**Your goal**
Find the word "white" in the data, then copy each line where it is found.

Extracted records
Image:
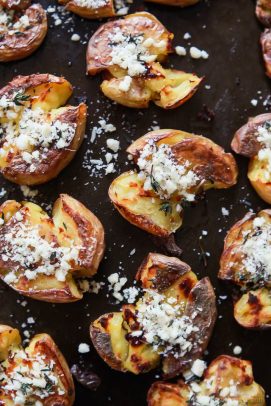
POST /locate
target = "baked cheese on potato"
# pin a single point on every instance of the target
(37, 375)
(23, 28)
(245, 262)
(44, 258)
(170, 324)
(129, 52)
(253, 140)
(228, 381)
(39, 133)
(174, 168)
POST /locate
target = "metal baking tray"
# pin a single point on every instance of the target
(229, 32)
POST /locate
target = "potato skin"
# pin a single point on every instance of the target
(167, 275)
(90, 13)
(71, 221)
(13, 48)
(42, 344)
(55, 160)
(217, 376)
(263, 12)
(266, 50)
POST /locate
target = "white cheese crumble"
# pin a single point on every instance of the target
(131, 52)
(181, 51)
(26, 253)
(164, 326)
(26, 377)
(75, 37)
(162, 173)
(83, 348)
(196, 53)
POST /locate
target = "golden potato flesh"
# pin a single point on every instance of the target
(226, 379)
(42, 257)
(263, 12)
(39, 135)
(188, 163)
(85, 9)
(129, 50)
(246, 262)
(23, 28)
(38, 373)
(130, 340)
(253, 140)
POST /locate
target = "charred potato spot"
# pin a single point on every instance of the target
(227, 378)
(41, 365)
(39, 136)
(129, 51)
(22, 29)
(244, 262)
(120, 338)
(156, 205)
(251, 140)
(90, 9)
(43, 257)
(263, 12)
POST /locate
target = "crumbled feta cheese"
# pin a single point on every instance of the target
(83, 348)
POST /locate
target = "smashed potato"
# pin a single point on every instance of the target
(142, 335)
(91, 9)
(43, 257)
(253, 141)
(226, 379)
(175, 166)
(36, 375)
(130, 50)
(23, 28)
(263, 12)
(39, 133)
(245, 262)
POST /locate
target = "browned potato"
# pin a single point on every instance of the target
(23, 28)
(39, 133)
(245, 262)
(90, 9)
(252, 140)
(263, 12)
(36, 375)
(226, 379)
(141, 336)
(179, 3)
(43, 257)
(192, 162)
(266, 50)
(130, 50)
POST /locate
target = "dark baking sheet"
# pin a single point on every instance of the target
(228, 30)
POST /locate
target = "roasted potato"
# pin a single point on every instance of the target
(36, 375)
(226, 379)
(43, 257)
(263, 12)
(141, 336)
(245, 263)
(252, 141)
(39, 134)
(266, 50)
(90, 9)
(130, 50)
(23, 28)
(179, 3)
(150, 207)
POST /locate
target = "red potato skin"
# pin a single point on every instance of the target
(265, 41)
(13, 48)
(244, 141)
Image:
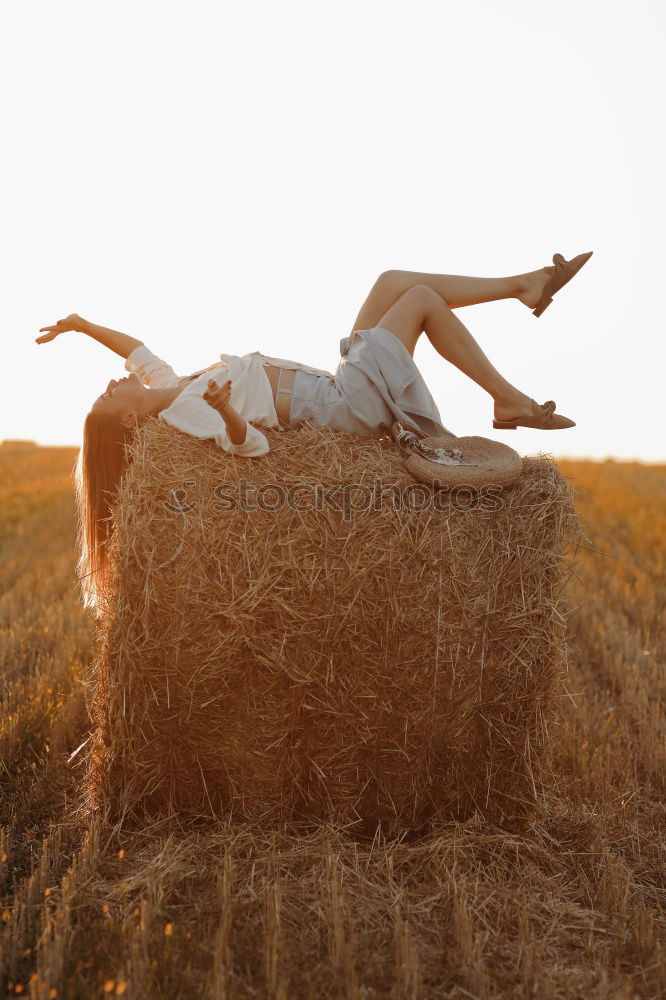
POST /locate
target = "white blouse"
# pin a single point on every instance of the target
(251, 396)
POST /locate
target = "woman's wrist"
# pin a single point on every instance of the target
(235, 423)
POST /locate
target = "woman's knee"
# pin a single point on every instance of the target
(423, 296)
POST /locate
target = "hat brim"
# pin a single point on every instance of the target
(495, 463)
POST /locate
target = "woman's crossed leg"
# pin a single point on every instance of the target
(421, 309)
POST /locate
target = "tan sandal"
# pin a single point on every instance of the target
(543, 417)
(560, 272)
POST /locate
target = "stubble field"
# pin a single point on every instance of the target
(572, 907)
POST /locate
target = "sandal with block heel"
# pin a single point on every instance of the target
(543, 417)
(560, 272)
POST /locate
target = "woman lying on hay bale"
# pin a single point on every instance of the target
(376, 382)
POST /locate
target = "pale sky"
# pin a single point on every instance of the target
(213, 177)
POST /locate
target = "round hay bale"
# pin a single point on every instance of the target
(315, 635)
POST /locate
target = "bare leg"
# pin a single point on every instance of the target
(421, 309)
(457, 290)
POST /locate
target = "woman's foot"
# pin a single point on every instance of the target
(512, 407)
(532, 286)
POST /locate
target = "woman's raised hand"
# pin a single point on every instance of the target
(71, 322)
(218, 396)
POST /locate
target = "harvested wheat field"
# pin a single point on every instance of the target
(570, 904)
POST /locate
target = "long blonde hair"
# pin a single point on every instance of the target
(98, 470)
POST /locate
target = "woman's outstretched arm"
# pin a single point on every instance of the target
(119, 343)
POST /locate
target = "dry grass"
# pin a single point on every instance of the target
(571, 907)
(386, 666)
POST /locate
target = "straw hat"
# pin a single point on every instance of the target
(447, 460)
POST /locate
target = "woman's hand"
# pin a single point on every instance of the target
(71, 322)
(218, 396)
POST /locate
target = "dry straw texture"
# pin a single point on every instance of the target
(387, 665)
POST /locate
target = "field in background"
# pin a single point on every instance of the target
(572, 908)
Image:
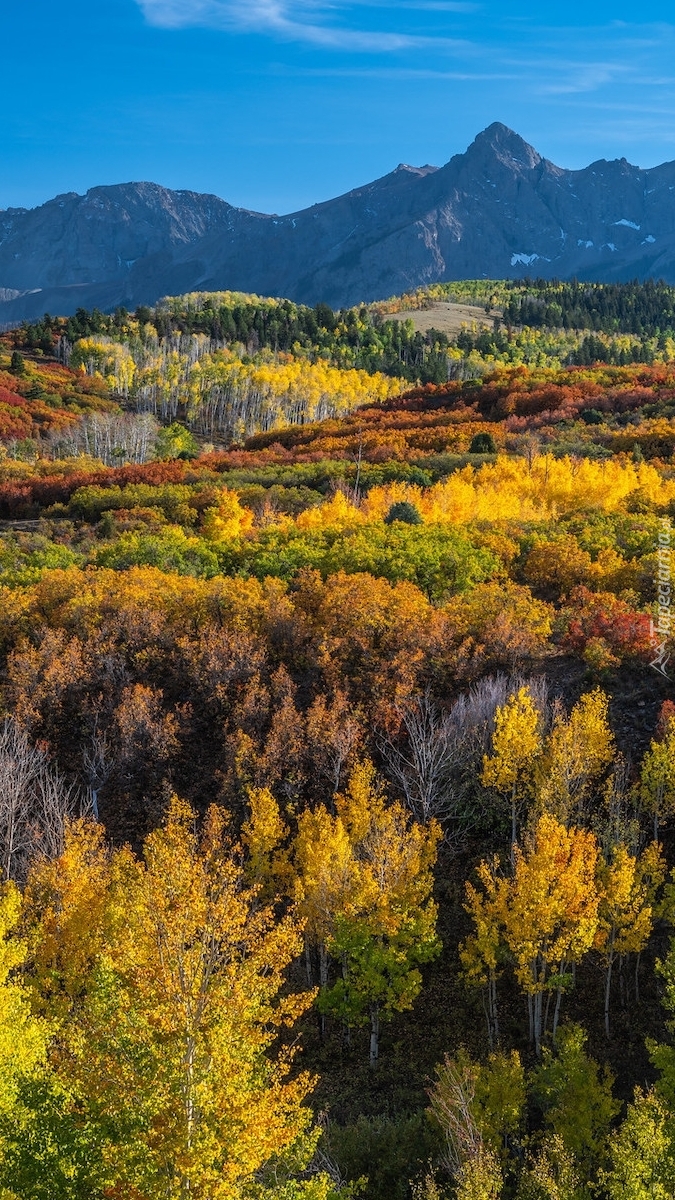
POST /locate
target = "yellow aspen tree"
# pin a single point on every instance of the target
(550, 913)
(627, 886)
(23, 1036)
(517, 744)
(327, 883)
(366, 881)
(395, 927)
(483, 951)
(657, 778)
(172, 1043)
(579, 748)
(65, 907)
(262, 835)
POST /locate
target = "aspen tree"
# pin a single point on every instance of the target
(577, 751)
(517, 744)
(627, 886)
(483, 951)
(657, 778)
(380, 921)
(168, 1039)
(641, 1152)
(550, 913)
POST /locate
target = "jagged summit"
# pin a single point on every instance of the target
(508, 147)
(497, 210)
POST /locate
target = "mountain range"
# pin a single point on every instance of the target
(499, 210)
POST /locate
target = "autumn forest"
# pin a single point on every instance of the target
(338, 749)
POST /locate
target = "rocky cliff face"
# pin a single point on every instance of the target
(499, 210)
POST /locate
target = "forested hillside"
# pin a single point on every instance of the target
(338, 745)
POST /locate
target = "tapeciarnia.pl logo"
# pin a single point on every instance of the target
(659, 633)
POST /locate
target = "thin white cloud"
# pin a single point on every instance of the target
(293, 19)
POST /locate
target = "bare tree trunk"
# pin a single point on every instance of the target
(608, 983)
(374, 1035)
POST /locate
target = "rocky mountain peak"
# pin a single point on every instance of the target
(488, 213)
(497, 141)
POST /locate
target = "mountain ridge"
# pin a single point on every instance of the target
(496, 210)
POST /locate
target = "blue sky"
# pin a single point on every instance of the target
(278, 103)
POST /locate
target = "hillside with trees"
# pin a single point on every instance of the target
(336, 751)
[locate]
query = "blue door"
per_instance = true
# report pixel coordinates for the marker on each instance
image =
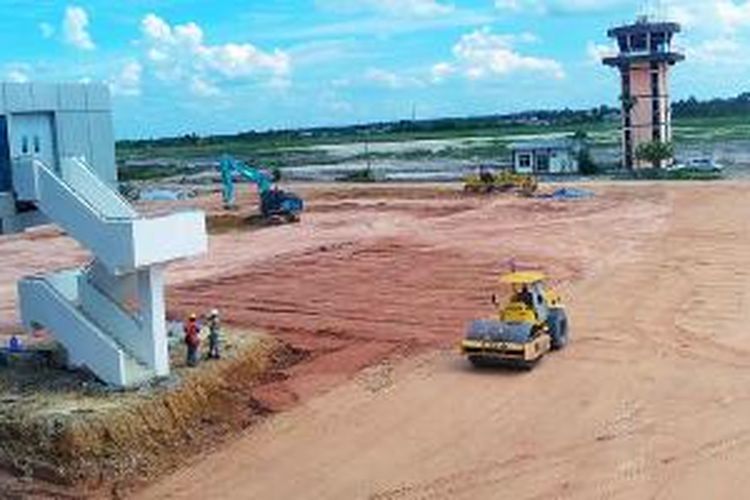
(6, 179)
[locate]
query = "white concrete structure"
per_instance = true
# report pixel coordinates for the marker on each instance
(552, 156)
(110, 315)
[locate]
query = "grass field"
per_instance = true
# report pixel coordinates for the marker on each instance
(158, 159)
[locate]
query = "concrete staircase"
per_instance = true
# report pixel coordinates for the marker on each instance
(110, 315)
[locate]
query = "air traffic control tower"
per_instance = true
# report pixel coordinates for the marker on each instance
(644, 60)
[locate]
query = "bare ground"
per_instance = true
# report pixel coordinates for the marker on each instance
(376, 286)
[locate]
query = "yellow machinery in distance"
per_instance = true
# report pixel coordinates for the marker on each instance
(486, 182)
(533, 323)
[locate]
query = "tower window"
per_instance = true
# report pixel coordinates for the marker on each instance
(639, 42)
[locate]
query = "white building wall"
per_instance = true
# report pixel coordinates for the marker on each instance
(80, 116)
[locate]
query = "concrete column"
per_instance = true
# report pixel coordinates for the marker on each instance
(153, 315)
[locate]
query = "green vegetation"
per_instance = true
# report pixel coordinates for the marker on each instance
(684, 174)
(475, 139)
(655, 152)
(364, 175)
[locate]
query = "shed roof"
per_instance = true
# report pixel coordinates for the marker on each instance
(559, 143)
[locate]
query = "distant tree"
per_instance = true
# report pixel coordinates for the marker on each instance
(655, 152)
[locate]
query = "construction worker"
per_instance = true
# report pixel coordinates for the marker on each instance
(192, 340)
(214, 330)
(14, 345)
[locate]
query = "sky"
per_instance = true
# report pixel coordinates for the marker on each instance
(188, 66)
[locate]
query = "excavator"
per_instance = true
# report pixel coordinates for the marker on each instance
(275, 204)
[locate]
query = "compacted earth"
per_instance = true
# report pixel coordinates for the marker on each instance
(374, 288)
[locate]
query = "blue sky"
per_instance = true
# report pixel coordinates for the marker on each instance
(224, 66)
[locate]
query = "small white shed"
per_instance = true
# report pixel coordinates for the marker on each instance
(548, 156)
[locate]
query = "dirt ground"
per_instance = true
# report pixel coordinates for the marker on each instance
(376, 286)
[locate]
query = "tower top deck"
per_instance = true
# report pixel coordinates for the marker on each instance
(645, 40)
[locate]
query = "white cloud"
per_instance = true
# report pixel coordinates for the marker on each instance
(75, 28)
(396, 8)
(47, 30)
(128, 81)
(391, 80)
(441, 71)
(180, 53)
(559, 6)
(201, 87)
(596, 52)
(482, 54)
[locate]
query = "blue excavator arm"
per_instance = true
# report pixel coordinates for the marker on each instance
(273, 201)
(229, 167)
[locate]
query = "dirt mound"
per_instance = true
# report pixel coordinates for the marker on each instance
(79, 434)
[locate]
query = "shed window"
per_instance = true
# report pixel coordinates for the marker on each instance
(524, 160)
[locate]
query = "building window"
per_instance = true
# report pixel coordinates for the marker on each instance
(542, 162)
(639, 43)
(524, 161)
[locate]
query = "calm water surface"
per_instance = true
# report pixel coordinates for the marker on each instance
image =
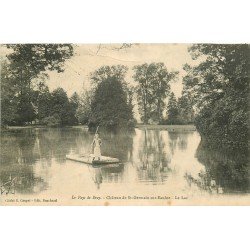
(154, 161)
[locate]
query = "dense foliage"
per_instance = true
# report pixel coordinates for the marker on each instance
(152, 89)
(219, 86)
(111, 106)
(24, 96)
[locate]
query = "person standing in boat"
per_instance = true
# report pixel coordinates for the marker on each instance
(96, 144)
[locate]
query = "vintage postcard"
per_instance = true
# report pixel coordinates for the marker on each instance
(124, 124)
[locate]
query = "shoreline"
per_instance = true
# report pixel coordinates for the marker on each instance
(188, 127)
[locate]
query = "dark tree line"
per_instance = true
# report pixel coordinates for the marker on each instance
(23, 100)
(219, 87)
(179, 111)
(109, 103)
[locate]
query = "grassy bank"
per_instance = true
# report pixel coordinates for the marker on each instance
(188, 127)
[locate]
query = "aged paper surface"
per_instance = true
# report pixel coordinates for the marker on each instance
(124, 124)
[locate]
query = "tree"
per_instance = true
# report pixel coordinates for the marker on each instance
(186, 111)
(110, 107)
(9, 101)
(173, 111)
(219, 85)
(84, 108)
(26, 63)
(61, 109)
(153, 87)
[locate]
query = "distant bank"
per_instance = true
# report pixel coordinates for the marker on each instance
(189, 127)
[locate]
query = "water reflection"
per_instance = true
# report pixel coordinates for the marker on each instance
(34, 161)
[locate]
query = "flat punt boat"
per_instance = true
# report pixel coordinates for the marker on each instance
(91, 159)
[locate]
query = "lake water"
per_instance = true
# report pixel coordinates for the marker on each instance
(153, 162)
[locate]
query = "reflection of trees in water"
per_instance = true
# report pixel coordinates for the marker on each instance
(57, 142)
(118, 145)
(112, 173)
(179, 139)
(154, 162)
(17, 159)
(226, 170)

**Response area**
target = "white cheese crumble"
target = "white blouse"
target = "thin white cloud"
query = "white concrete structure"
query = "white building wall"
query = "small white shed"
query = "white cloud"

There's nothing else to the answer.